/---

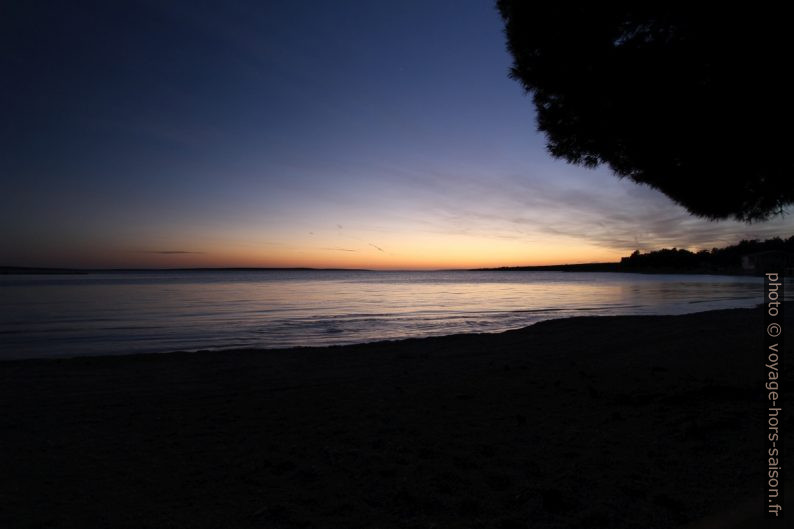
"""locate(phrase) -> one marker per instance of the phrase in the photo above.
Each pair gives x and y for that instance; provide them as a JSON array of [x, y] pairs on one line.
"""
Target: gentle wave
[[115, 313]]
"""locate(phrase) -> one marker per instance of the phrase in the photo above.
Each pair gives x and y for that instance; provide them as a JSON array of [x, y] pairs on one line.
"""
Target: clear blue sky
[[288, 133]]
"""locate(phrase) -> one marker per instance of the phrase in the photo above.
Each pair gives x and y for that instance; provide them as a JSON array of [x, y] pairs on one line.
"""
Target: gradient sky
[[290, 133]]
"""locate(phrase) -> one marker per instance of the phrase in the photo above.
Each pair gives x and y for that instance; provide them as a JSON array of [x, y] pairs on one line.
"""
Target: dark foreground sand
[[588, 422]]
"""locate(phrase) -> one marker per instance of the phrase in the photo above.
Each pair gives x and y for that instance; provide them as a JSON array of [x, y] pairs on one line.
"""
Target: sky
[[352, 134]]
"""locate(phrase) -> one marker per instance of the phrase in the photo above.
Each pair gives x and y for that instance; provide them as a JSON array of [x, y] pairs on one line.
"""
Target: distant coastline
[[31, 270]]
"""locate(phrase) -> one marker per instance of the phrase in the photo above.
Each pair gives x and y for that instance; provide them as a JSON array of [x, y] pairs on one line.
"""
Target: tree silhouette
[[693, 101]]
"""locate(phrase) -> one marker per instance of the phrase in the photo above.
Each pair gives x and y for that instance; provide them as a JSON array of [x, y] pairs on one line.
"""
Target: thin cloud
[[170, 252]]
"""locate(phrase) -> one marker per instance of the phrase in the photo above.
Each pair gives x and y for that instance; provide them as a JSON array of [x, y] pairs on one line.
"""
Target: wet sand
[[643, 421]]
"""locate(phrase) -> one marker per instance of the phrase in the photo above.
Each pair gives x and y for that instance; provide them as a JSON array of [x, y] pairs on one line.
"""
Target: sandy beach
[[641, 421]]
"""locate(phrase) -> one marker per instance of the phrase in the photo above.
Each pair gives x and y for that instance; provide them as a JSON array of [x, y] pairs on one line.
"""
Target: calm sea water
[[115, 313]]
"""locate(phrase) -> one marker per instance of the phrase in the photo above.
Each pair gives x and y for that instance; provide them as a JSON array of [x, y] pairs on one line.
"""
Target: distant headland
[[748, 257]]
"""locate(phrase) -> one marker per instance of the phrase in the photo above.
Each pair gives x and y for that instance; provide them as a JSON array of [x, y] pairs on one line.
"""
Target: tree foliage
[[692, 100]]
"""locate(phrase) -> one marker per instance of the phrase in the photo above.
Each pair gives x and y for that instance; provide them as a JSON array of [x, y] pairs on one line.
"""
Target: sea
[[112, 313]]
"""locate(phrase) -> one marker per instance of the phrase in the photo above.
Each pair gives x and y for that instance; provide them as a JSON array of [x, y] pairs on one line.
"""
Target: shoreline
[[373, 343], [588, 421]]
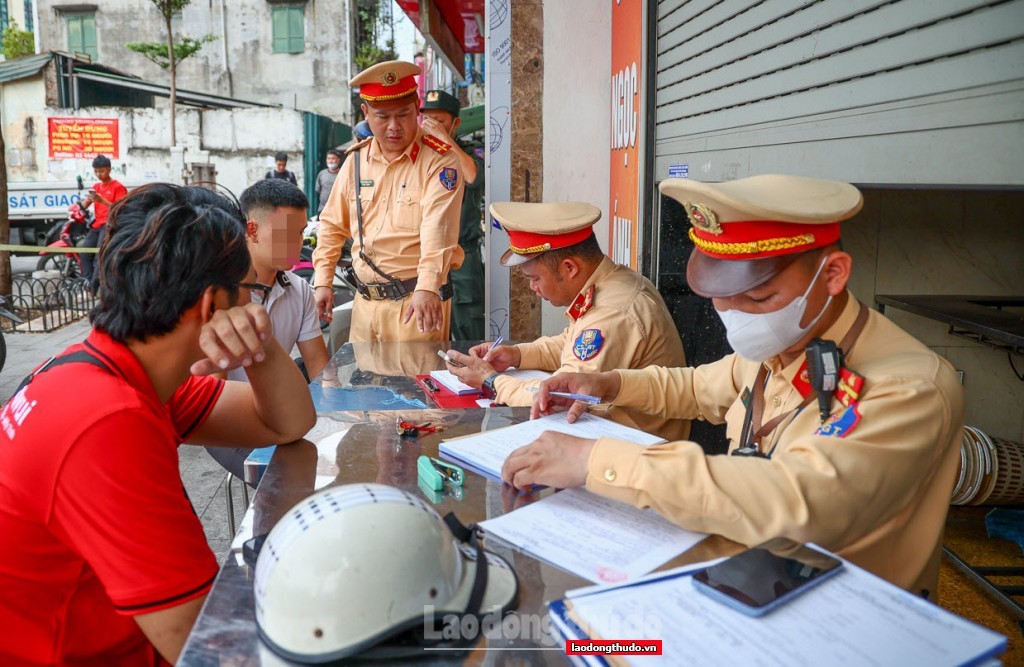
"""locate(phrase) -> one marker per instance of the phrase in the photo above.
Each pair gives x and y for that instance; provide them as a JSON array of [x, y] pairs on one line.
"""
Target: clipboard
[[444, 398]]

\---

Please render every line of the rows above as a numbered list, skipping blank lines and leaving the pictures out.

1. """locate(phrase) -> one marker per instance of the phrase in the photo above.
2. Each pair gives x and y for that instance; provide them as a JSON array of [x, y] pairs on one line.
3. """
4. Target: gentle wave
5. [[115, 313]]
6. """locate(phrase) -> one marker per instance of the phrase in the photo above.
7. Each pair gives x and y for that instance; provide them as a JSON array of [x, y] pairs on one line.
8. """
9. Target: clear blue sky
10. [[288, 133]]
11. """locate(phrase) -> one marker per instance of the phrase in the photo above.
12. Each pair gives x and y for that instance; provide them as a JSON array of [x, y] pairs on one line.
13. """
14. Target: gradient sky
15. [[290, 133]]
16. """locate(phrase) -> one marker per instance of the phrase in the photo above.
17. Each pair gives x and y for that instance; provide them as a JSON array of [x, y] pairs on one line.
18. """
19. Target: dark foreground sand
20. [[588, 422]]
21. """locate(phrase) -> one marker per instance of the phrase in the photo above.
22. Each pair gives x and y for that instance; provide them as a JSON array of [x, y] pairs on one line.
23. """
24. Target: sky
25. [[352, 134]]
26. """locate(phrase) -> one marker per instance of the phrase in the photo above.
27. Each pair gives x and y for that instance; provide them as a JSON array of [x, y] pairs on one line.
28. """
29. Target: distant coastline
30. [[31, 270]]
31. """locate(phrase) -> one marker per instance of the phrase in the photo above.
32. Each pair gives x and y for that instance; provide them as a JSON array of [x, y] pairs on one line.
33. """
34. Target: tree silhouette
35. [[693, 101]]
36. """locate(phrase) -> one marker per instance of the phrase in the photo above.
37. Each pair gives x and y for that instance; provide them as a JSON array of [x, y] pairs on one line.
38. """
39. Target: thin cloud
40. [[170, 252]]
41. """locate(phrase) -> one marker per instance of the phrase in the photo above.
42. Each pair gives x and y for that instance; provide them as a JSON array of [x, y] pairs on one line.
43. """
44. Target: wet sand
45. [[643, 421]]
46. """locate(phrase) -> one marker per instance of the phrase in the photo above.
47. Each pair gives x and y for that instance; provide them as a JSON array of [x, y] pairs on one line.
48. """
49. Target: sandy beach
50. [[641, 421]]
51. """locate(phrase) -> one marker per instance of the phrase in the photo above.
52. Each pair gives x and y for that instance; provide them as a JSON array of [x, y] pairs on one line.
53. """
54. Target: calm sea water
55. [[115, 313]]
56. """locate(phrase) -> one marker per instance of the phrase in the photo above.
57. Each pair gives x and y for that instance; provide them as a JSON array of [x, y] pairs on one line.
58. """
59. Target: distant headland
60. [[748, 257]]
61. """locate(phrase) -> one marker per instance of the phrase in the photo above.
62. Each pair gives x and y for that instance; provide them as a JSON array of [x, y] pairs on one line.
63. """
64. Target: tree foliage
65. [[692, 100]]
66. """locate(phrase) -> one marker per instance of the phrase in the photo above.
67. Each pair gives x and y for that instance; provide them as a JSON array of [x, y] pairs on one line.
68. """
69. Target: sea
70. [[112, 313]]
71. """locate(phrase) -> one marker per instance of the phrase in the photo above.
72. Each pair gives x and y for that instance; provide them as a JSON array of [x, y] pairs on one line.
73. """
74. Target: shoreline
75. [[373, 343], [588, 421]]
76. """locate(phrase) -> one marker per instance of the phrase in the photo above.
77. Each pair gives x and y for that instance; provide them as a JSON array of [x, y] pairs on one line.
78. """
79. Target: clipboard
80. [[444, 398]]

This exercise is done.